Write the data out again, matching every line exactly.

Segment Start: Input data

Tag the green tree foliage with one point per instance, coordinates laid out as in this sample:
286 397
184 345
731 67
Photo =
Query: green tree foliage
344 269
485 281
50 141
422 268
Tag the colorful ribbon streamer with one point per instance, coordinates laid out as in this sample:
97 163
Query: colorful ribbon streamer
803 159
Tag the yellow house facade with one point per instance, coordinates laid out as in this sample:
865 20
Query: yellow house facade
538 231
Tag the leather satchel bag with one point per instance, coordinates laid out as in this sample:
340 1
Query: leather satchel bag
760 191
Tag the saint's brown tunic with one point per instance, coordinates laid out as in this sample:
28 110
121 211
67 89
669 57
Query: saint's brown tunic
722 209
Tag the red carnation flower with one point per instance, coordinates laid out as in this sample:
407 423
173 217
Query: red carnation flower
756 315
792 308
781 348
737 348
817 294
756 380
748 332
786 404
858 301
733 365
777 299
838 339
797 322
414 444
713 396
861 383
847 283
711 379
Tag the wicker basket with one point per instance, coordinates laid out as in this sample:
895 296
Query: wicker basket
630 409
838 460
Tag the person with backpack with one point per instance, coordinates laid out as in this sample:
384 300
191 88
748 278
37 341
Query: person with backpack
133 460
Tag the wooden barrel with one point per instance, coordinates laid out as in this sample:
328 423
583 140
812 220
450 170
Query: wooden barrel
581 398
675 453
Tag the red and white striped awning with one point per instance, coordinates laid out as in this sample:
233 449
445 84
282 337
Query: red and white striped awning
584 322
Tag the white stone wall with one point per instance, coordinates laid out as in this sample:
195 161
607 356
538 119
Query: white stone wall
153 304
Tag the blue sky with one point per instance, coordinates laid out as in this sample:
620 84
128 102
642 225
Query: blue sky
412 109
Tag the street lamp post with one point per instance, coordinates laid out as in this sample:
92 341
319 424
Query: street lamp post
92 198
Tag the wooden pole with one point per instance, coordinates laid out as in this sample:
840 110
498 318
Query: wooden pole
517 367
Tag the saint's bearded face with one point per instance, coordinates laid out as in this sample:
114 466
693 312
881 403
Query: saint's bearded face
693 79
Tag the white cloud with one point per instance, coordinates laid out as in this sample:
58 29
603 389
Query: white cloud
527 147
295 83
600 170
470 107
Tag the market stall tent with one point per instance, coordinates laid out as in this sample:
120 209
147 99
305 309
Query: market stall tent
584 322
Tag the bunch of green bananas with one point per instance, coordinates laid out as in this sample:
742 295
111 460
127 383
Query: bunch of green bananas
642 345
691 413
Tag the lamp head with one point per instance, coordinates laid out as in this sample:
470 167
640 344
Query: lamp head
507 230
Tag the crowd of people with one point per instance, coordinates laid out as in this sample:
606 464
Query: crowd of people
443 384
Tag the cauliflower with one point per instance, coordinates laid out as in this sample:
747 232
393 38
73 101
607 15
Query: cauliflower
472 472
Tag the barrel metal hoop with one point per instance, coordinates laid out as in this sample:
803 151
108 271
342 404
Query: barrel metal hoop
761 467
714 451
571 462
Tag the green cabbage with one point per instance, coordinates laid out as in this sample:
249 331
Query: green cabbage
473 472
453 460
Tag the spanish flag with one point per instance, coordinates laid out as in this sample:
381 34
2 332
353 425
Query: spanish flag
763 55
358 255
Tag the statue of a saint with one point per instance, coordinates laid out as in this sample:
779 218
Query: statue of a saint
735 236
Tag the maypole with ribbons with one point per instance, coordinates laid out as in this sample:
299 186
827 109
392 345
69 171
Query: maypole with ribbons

Segment End: Input data

Exercise response.
Tag the green tree foliage with one point per instance, coordinates laid out as in this sample:
286 397
184 345
731 67
Photo =
Query: green tree foliage
344 269
485 281
50 141
422 268
Tag the colorful ribbon streamer with one point per instance, coordinates laid out as in this sample:
97 163
Query: colorful ribbon streamer
803 159
Tag the yellow house facade with one point per instance, coordinates laid out as in this sample:
865 20
Query: yellow house facade
538 231
Tag the leather satchel bag with one point per instance, coordinates laid out as in this sample:
340 1
Query: leather satchel bag
760 191
Tag the saint's brown tunic with one point per instance, coordinates laid out as in this sample:
28 110
121 211
67 89
669 57
Query: saint's brown tunic
722 209
Tag the red carnation flower with one point per instance, coordinates laid out as in this sample:
407 423
173 217
Query: red carnation flower
756 315
792 308
781 348
737 348
817 294
756 380
748 332
786 404
858 301
733 365
777 299
838 339
797 322
414 444
713 396
861 383
847 283
711 379
Tag the wicker basket with one point per instance, coordinates laid out as in this sample:
895 296
Query: wicker basket
630 409
838 460
Tag the person with backpack with one point per instance, coordinates laid out as in this sample:
384 300
191 88
748 278
37 341
Query: person with backpack
133 460
Tag the wooden barrel with one point per instance, coordinates laid out as in this sample:
328 423
583 140
812 220
450 170
Query: wooden barrel
581 398
675 453
Tag the red and white striped awning with one point per instance, coordinates laid out as in this sample:
233 449
445 84
282 337
Query: red and white striped awning
584 322
Tag the white stone wall with one point per instance, coordinates laid out as in this sample:
195 161
607 356
538 119
Query: white stone wall
153 304
Tag the blue sky with one point per instance, coordinates laid out as in this sample:
620 84
128 102
642 225
Query: blue sky
412 109
Tag the street lamp post with one point per instance, coordinates laid out as in this sample:
92 341
319 424
Query: street lamp post
92 198
Tag the wooden pole with one point per instance, coordinates laid out as in this sample:
840 110
498 318
Query: wooden pole
517 367
Tag the saint's bearded face with one point per instance, coordinates laid out as in this sample:
114 466
693 312
881 403
Query: saint's bearded face
693 79
Tag the white cloud with one point per instance, coordinates laid out as in this sample:
58 29
603 389
Query: white cloud
527 147
295 83
600 170
470 107
Tag the market stall tent with one point per instance, coordinates laid out as in this sample:
120 209
147 99
305 309
Query: market stall tent
584 322
Tag the bunch of green bananas with one point per instance, coordinates laid out as in this sample:
742 295
111 460
127 383
Query: bunch of green bananas
642 345
691 413
Tag the lamp head with one point per instance, coordinates laid out as in this sample:
470 167
640 344
Query: lamp head
507 230
Tag the crowd of people with one point per instance, coordinates laid out as in this sample:
606 464
Query: crowd of people
443 384
Tag the cauliflower with one point per instance, coordinates laid out as in this sample:
747 232
393 38
73 101
607 15
Query: cauliflower
472 472
Tag the barrel metal hoop with one point per instance, coordinates laid out as in this sample:
803 151
108 271
342 404
Query: barrel metal hoop
761 467
714 451
571 462
Tag the green cabbage with one point per instance, coordinates laid out as in this sample:
249 331
Query: green cabbage
473 472
453 460
Tag the spanish flag with one point per instance, coordinates laid out as in this sample:
381 34
2 332
353 425
Query: spanish flag
763 55
358 255
Tag the statue of a saint with one point per instance, coordinates laid out as in this sample:
779 218
Query: statue of a saint
735 236
Tag the maypole with ribbons with one point per instance, coordinates laid out as in this sample:
299 186
827 109
392 345
69 171
Query: maypole with ribbons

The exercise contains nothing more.